═════ Source text

As the Whistleblower Protection Enhancement Act works its way through the House and Senate

As the Whistleblower Protection Enhancement Act works its way through the House and Senate, advocates celebrate the possibility of stronger safeguards against employer retaliation, jury trial rights on retaliation claims by whistleblowers and the lifting of gag rules imposed by some national security agencies.

“I support the passage of the Senate bill,” said Angela Canterbury, advocacy director of Public Citizen’s Congress Watch, which lobbies Congress for the public interest. “It is not a perfect bill but it is far and away the strongest Whistleblower Protection enhancement we have seen passed in the Senate, and its passage is absolutely essential to having reform so that whistle-blowers in the federal government, including contractors, finally have the protection they need.”

Along with organizations such as the Project on Government Oversight, the Government Accountability Project, the American Civil Liberties Union, the American Federation of Government Employees and the National Treasure Employees Union, Public Citizen has been working closely with Senate committee staff as well as the administration and members in the House to pass comprehensive reform.

“Overall, the first principle is do no harm, and absolutely no whistle-blower right should be curtailed, limited or rolled back by this legislation. With the Senate bill that they are working to produce right now, I am confident they will meet that principle,” said Canterbury.

“I would like to see more due process rights for workers,” she said of the balance between what she wants and what can be achieved. “But I would also like to see a bill pass the Senate and I don’t think the political atmosphere in the Senate would be receptive [to further demands].”

The continuing failure by the Obama administration to appoint a leader to the Office of Special Counsel (OSC), a federal agency set up to protect the rights of federal employees against employer retribution and other discrimination, continues to worry advocates concerned with whistleblower rights. The position has been empty since October 2008.

══════════
═════ Raw data

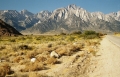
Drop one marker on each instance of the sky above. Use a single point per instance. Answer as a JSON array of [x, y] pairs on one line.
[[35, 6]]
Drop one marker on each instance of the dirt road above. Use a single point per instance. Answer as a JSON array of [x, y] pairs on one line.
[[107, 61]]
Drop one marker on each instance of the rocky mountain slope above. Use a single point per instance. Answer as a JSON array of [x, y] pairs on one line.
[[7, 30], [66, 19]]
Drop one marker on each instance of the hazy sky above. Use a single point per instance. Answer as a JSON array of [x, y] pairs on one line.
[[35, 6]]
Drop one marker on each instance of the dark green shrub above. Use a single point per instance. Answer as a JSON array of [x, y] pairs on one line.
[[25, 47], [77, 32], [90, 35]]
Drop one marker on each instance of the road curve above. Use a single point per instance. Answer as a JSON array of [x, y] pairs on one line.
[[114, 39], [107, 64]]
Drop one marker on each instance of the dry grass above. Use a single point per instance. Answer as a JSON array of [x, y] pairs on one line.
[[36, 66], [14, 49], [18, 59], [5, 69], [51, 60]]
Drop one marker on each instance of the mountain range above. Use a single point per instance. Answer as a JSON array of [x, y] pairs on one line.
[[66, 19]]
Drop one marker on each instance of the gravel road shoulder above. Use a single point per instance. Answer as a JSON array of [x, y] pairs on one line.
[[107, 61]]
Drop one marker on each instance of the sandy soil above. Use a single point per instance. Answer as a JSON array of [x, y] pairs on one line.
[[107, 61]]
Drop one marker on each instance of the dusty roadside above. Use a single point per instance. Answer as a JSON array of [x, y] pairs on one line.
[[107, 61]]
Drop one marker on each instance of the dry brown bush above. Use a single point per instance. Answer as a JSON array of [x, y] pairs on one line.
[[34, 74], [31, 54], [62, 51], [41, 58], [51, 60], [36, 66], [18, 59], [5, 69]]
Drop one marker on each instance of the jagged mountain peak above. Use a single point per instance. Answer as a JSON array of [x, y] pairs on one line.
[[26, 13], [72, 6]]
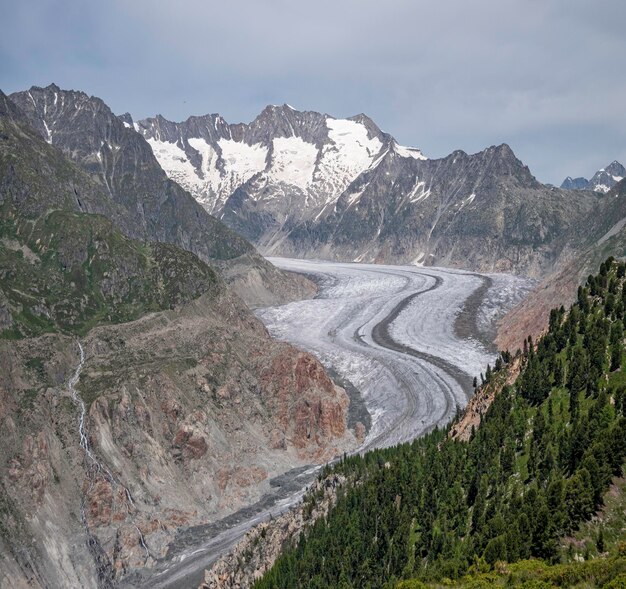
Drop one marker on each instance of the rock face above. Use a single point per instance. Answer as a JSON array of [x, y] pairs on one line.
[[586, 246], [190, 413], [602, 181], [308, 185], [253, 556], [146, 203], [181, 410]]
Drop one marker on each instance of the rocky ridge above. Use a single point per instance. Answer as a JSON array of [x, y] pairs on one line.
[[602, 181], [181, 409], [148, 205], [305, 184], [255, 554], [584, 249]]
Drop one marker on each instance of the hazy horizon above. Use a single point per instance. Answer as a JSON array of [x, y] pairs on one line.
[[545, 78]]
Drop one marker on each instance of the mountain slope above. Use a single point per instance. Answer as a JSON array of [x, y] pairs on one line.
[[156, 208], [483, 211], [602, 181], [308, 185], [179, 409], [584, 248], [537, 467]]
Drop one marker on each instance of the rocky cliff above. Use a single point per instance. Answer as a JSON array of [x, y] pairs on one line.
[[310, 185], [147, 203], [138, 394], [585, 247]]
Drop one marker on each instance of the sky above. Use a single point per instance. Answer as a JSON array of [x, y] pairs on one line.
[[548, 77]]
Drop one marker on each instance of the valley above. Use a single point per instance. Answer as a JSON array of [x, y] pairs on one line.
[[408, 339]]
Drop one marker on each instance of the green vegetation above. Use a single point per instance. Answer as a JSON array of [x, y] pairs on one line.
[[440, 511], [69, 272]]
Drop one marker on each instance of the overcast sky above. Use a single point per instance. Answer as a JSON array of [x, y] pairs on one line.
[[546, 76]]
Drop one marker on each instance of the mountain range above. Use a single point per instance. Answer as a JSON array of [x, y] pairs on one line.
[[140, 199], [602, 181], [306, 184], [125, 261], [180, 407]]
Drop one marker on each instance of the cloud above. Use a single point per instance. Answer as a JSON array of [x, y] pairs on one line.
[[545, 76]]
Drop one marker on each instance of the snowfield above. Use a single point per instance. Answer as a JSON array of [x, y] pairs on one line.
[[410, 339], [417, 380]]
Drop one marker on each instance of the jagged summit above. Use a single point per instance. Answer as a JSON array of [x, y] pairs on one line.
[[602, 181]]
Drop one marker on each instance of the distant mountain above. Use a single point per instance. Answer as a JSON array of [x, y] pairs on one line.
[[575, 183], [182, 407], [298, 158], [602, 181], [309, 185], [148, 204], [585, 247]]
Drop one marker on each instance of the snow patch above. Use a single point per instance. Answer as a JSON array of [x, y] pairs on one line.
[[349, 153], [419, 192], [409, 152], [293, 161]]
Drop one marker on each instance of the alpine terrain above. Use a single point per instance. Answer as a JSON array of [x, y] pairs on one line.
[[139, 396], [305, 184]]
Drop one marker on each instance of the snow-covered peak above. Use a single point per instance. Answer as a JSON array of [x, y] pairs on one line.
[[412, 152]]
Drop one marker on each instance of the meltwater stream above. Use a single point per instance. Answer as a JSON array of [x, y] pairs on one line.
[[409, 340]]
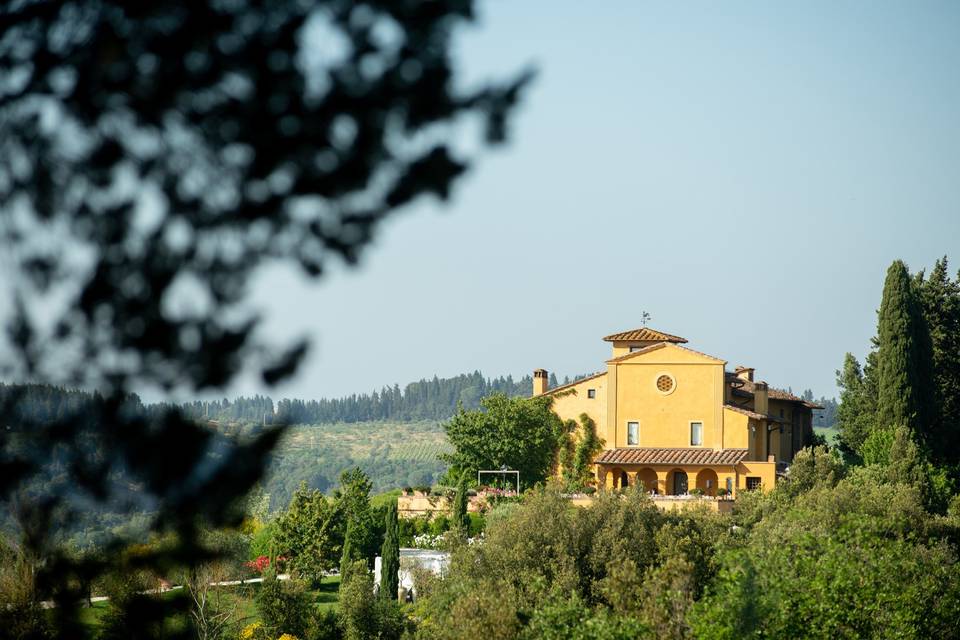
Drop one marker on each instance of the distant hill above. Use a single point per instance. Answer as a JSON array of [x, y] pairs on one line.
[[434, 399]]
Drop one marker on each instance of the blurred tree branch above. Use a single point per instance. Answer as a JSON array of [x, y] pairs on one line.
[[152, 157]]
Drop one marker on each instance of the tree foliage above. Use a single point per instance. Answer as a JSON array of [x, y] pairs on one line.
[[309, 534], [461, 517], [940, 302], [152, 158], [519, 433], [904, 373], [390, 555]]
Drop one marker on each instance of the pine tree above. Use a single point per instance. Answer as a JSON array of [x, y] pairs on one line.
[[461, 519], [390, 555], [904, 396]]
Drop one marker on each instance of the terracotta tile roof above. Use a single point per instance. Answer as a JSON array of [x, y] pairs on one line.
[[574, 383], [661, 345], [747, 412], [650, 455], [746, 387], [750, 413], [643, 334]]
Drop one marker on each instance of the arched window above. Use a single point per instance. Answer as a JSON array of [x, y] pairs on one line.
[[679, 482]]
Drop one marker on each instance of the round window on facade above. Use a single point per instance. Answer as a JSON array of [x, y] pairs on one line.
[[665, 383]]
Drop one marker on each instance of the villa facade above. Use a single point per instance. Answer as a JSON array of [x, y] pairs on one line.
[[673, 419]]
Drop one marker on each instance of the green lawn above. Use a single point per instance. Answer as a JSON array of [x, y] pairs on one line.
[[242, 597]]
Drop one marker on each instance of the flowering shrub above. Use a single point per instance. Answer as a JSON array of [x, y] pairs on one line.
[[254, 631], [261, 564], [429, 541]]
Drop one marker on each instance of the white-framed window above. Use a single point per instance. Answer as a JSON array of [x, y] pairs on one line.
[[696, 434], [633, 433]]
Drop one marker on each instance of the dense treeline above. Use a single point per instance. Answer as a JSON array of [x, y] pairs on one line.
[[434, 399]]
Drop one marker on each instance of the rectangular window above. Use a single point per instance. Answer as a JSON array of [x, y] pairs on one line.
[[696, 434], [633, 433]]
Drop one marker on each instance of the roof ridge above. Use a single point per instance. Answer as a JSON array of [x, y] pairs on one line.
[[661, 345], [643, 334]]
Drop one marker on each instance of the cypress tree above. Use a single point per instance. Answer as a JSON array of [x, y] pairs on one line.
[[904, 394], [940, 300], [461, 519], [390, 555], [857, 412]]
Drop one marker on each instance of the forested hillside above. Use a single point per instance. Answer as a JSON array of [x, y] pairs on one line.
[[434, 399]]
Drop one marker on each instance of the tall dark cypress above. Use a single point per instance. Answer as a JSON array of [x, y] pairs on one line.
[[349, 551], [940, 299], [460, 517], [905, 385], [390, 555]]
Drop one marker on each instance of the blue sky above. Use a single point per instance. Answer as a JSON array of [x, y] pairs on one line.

══════════
═════ Raw data

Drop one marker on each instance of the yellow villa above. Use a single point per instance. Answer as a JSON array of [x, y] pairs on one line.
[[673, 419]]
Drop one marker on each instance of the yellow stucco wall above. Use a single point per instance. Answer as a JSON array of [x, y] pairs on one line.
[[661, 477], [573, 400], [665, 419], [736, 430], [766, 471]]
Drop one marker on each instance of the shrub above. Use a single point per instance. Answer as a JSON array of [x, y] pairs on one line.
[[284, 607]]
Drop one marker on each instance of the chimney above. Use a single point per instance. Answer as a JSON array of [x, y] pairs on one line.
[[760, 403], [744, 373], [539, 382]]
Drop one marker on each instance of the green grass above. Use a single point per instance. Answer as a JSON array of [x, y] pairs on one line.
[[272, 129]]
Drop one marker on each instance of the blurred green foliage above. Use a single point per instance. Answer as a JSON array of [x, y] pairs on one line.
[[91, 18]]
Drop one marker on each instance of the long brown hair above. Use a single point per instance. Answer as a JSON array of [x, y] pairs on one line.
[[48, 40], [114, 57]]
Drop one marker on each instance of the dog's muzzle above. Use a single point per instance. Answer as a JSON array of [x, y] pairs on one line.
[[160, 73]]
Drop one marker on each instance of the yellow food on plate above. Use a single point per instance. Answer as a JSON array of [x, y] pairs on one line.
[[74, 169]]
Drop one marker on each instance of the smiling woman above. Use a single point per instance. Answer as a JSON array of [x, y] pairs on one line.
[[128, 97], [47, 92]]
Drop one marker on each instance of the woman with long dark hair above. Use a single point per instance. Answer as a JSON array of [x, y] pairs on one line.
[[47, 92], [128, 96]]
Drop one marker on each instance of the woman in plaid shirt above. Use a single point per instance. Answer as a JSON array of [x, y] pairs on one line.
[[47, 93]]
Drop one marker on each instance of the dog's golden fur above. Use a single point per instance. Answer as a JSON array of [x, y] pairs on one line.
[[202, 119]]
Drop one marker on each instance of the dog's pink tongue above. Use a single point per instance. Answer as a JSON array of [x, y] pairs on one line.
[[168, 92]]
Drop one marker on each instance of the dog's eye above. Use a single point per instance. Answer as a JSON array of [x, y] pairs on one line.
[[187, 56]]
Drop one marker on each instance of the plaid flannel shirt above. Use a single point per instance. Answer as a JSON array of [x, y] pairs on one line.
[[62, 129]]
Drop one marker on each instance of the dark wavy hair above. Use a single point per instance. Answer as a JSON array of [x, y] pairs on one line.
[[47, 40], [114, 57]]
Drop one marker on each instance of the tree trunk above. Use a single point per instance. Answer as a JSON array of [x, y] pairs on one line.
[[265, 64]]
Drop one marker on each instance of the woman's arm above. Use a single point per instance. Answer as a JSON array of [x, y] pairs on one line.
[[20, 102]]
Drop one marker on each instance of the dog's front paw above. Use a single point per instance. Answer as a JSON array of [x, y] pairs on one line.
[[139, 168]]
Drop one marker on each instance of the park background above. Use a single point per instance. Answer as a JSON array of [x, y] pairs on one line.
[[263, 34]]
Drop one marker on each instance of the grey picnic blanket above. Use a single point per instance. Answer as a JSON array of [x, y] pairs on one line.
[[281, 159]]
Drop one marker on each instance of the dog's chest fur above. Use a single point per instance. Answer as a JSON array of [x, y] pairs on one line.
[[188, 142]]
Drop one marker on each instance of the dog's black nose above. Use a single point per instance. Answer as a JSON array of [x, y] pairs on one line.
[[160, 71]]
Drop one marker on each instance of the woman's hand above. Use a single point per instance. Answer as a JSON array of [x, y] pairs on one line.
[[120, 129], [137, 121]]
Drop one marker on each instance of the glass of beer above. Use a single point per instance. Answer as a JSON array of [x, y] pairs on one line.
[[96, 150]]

══════════
═════ Raw data

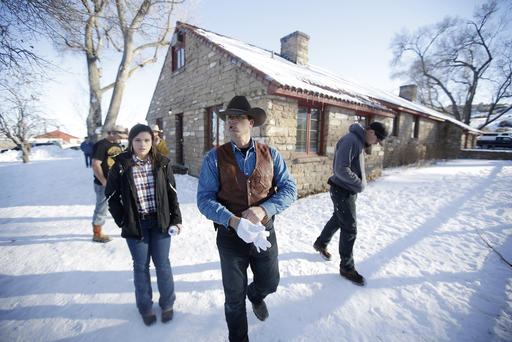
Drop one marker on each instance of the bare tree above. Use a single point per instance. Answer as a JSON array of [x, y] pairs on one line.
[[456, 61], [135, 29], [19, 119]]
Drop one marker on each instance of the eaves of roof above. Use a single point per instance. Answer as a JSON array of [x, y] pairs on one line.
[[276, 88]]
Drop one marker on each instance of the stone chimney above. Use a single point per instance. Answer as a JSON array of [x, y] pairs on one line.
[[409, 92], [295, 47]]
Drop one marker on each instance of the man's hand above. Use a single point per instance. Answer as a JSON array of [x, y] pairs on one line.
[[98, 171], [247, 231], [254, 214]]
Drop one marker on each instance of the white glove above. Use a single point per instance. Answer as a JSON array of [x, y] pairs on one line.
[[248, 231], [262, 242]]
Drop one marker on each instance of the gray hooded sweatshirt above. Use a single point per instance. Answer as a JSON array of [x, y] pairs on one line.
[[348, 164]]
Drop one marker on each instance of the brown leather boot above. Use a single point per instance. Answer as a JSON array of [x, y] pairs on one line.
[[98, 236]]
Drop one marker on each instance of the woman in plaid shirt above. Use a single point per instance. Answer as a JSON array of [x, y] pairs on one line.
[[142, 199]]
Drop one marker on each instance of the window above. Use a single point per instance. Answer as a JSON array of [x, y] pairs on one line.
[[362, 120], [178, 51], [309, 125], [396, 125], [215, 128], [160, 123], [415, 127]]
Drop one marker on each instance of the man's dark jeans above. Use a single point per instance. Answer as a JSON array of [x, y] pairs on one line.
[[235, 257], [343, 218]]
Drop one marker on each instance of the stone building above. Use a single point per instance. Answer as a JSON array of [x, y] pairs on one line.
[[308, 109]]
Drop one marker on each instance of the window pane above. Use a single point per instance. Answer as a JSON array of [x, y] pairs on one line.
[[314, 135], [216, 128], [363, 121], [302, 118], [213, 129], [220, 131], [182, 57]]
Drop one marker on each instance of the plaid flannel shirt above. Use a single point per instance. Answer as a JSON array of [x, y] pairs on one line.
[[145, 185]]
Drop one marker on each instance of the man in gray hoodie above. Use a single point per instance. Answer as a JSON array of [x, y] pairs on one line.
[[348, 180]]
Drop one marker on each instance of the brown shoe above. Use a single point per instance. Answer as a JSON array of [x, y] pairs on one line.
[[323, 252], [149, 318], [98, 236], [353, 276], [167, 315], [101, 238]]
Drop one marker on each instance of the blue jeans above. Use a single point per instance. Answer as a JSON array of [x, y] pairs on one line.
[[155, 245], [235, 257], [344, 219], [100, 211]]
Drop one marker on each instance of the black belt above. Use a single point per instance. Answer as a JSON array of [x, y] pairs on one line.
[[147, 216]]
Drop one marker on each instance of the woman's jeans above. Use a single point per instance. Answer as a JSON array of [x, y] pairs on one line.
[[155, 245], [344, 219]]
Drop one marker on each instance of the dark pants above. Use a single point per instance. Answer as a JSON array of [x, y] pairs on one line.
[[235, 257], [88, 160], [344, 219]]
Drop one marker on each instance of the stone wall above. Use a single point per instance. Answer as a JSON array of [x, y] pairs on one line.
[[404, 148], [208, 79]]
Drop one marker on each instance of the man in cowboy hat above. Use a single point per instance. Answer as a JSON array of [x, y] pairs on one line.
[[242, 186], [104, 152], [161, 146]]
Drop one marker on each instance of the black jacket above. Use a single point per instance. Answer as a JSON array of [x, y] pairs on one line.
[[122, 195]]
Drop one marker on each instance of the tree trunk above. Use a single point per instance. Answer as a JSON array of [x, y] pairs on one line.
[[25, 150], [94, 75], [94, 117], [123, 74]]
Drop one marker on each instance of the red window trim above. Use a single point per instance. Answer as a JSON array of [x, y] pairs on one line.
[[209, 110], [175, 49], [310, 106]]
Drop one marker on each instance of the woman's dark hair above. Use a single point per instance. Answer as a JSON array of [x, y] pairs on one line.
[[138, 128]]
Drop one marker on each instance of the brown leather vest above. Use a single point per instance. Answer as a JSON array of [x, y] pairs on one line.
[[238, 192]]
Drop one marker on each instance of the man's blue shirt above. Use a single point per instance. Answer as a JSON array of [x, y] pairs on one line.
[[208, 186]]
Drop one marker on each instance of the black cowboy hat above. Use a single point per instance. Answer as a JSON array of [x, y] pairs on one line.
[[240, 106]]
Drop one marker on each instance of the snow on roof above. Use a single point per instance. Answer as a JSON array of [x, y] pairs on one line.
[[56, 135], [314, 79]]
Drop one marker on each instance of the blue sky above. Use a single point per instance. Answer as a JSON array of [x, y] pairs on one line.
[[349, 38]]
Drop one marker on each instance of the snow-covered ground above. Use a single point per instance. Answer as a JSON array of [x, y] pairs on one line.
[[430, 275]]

══════════

What is asked:
1/ Answer these questions using the article on the Whistleblower Protection Enhancement Act:
(a) Which group does Angela Canterbury serve as advocacy director?
(b) What does Canterbury call the first principle for the legislation?
(c) Since when has the top position at the Office of Special Counsel been empty?
2/ Extend the article on the Whistleblower Protection Enhancement Act by writing what comes next after its last sentence.

Task-by-task results:
1/
(a) Public Citizen's Congress Watch
(b) Do no harm
(c) October 2008

2/
“The OSC needs a head, it needs a director with or without this law,” Canterbury went on to say. “It needs one that respects and understands the role of accountability and oversight that whistle-blowers play, and it needs a head that is accountable.”

The Merit Systems Protection Board, a quasi-judicial agency that adjudicates whistleblower complaints, has also fallen short in whistleblower protection standards. Of 59 whistleblower cases the board has heard since 2009, it has only ruled for the whistleblower in three.

The Court of Appeals for the Federal Circuit has a similar record – it has rules for whistleblowers in only three of 203 cases since 2004, according to an analysis by the Government Accountability Project.

According to Sen. Daniel Akaka (D-Hawaii), the pending legislation would reverse the effects of cases heard by the court and merit board that “narrowed the protections of the Whistleblower Protection Act. Akaka, a lead sponsor of the bill, went on to say that without “strong new protections” encouraging whistleblowers to come forward without fear, “we squander the opportunity to protect taxpayer dollars, public health and safety, civil liberties, national security and other important interests.”

However, Danielle Brian, head of the Project on Government Oversight, said “it’s important not to create this fantasy that once we get good legislation, it won’t still be a miserable experience to be a whistle-blower. It’ll always be a miserable experience.”